§ **Work to do**
Every entry that follows should be reproduced exactly.

Object point labels

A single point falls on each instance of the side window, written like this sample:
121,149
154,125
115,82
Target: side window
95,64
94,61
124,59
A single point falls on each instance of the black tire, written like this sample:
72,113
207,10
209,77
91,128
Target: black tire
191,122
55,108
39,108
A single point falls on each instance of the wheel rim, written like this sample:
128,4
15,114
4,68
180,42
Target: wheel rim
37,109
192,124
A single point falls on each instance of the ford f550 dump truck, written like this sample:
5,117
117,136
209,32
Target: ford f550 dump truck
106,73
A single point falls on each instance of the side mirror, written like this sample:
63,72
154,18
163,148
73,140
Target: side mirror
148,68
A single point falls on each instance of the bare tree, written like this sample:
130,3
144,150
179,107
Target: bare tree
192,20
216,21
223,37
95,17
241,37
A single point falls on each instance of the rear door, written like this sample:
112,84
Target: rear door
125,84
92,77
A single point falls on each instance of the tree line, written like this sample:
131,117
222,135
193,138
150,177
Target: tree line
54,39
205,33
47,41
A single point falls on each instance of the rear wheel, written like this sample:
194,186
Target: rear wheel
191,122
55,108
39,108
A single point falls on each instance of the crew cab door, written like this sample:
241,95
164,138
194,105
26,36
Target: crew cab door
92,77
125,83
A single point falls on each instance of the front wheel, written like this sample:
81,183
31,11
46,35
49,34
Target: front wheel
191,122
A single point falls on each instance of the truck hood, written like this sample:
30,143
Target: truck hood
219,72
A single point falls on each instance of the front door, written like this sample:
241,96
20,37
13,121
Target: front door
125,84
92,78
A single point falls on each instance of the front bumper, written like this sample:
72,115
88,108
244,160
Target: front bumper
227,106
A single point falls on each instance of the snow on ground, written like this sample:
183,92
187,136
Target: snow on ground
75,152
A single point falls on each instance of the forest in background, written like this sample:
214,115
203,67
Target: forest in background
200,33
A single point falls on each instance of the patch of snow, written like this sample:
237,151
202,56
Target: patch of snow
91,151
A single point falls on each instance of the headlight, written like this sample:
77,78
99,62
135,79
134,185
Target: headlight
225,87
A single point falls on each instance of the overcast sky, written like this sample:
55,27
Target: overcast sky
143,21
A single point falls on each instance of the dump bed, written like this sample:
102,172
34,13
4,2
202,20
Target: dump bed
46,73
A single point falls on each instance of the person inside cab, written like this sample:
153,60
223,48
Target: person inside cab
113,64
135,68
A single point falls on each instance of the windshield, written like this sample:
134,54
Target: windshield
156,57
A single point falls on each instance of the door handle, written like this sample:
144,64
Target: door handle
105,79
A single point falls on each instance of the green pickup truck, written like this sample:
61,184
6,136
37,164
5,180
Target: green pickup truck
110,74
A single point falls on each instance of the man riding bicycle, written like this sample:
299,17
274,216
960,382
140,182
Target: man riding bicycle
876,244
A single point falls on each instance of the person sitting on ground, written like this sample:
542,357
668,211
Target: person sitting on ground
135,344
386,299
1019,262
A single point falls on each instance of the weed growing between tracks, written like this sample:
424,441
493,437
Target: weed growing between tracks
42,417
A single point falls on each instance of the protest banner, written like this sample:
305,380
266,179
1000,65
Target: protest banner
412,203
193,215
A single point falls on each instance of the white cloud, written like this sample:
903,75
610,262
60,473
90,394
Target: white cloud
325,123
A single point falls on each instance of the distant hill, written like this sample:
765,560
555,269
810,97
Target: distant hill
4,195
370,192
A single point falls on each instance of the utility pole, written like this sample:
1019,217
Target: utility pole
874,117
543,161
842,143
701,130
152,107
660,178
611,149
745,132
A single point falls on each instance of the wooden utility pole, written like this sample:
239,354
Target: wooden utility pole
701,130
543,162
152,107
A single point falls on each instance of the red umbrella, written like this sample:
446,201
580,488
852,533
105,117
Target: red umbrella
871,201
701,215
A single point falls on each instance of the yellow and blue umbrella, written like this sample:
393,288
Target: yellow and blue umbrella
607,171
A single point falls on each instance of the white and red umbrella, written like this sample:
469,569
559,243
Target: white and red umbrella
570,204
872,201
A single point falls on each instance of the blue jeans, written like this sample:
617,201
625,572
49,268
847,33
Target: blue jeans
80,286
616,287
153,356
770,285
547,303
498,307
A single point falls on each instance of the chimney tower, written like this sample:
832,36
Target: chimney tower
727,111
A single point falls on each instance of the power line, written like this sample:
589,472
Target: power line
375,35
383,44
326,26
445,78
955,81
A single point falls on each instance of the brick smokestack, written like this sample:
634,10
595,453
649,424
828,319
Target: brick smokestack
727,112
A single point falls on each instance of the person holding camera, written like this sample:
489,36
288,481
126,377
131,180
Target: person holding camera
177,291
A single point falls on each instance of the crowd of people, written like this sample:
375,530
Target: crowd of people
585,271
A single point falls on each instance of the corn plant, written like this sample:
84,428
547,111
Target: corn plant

§ **Reply**
A single point falls on each instance of the side window, written like this sample:
121,149
154,125
115,82
Target: side window
95,64
94,61
124,59
A single point falls on each instance of the black tire, written like this sample:
72,113
207,10
209,77
91,128
Target: black tire
191,122
55,108
39,108
A single point falls on each instance of the wheel rim, written like this sample:
128,4
15,114
4,68
180,42
Target: wheel rim
37,109
192,124
A single point falls on each instance of the ford f550 dump truck, written like this sample:
5,117
117,136
209,32
Target: ford f550 dump truck
106,73
A single point falls on each instance of the side mirror, written like this sample:
63,72
154,18
163,148
73,140
Target: side mirror
148,68
A single point falls on each instance of the bare tree, written like this sample:
130,3
144,150
179,107
Target: bare tree
192,20
216,21
223,37
95,17
241,37
A single point falls on each instance of the rear door, written like this sample:
112,84
Target: rear door
125,84
92,77
A single point falls on each instance of the tree line, written like this sample:
131,117
222,135
193,138
150,177
Target: tree line
54,39
205,33
47,41
A single point falls on each instance of the rear wheel, written like this sample:
194,186
Target: rear wheel
191,122
55,108
39,108
A single point falls on each instance of the crew cab door, written like this sample:
241,95
164,138
194,105
26,36
Target: crew cab door
92,77
125,83
A single point falls on each instance of the front wheel, written like this sample:
81,183
31,11
46,35
49,34
Target: front wheel
191,122
A single point falls on each instance of the truck hood, written like this sample:
30,143
Target: truck hood
219,72
A single point falls on each instance of the front door, written like this sample:
241,96
20,37
13,121
Target: front door
125,84
92,78
A single point falls on each instance of the front bumper, written like this sample:
72,115
88,108
244,160
Target: front bumper
227,106
A single point falls on each instance of the snow on ground, written like this sample:
183,92
187,136
Target: snow on ground
75,152
A single point falls on each instance of the forest in background, written like this sample:
214,115
203,67
Target: forest in background
200,33
A single point falls on each instance of the patch of snow, written like this sample:
237,151
202,56
Target: patch of snow
91,151
A single point falls on each instance of the headlight, written like this sample:
77,78
99,62
135,79
134,185
Target: headlight
225,87
A single point falls on each instance of the overcast sky, written like this sample:
55,27
Target: overcast sky
143,21
A single point falls on each instance of the dump bed, written like this sample:
102,172
34,13
4,2
202,20
Target: dump bed
46,73
A single point falls on each instance of the person inside cab, written like this sample:
153,60
223,48
Target: person inside cab
113,64
135,68
A single point falls on each instance of the windshield, written like this sample:
134,54
Target: windshield
156,57
A single point falls on each instance of the door handle, written like this sample:
144,64
Target: door handle
105,79
A single point falls on each instance of the green pickup truck, written like this sample:
61,184
6,136
37,164
5,180
Target: green pickup truck
110,74
A single point falls on each instance of the man riding bicycle, written like this sample:
299,17
274,216
960,382
140,182
Target: man riding bicycle
876,244
A single point falls on each instance of the person sitting on ground, written like this sample:
542,357
668,211
Target: person sitting on ground
135,344
386,299
1019,262
A single point falls on each instance of the weed growing between tracks, written like this sample:
424,441
493,437
Target: weed growing between tracks
42,417
A single point falls on each instance of the protest banner, written like this sample:
305,380
266,179
1000,65
Target: protest banner
412,203
193,215
A single point falls on each instance of the white cloud, written like this sample:
903,75
610,262
60,473
90,394
Target: white cloud
325,123
A single point falls on each instance of the distant hill, written like this sample:
765,560
555,269
810,97
Target: distant hill
4,195
370,192
A single point falls on each instance of the utility pole, written like this sample:
1019,217
Target: utility pole
874,117
543,161
842,143
701,130
152,107
660,178
611,149
745,132
A single point falls on each instance of the wooden utility pole, written like this sample:
239,354
Target: wooden utility pole
701,130
543,162
152,107
A single point falls on each instance of the red umbrella, written like this sample:
446,201
580,488
852,533
105,117
Target: red umbrella
871,201
701,215
A single point falls on each instance of the yellow and blue umbrella, written like this sample:
393,288
Target: yellow and blue umbrella
607,171
A single point falls on each instance of the white and red umbrella, written like this sample:
469,569
559,243
Target: white and red umbrella
570,204
872,201
A single point falls on each instance of the blue jeans, written like this sample:
617,201
625,572
49,268
847,33
Target: blue jeans
80,286
616,287
153,356
770,285
547,303
498,307
A single point falls on each instance of the chimney tower, written like this sample:
832,36
Target: chimney tower
727,111
A single point falls on each instance of the power line, written like this sample:
589,472
Target: power line
375,35
383,44
326,26
445,78
955,81
A single point falls on each instance of the brick smokestack, written like this sample:
634,10
595,453
649,424
828,319
Target: brick smokestack
727,112
A single point falls on each instance of the person holding camera, written like this sample:
489,36
288,481
126,377
131,180
Target: person holding camera
177,291
A single point falls on each instance of the crowd of people, written like this sample:
375,530
Target: crowd of people
585,271
A single point falls on each instance of the corn plant, written like this sample:
84,428
547,111
Target: corn plant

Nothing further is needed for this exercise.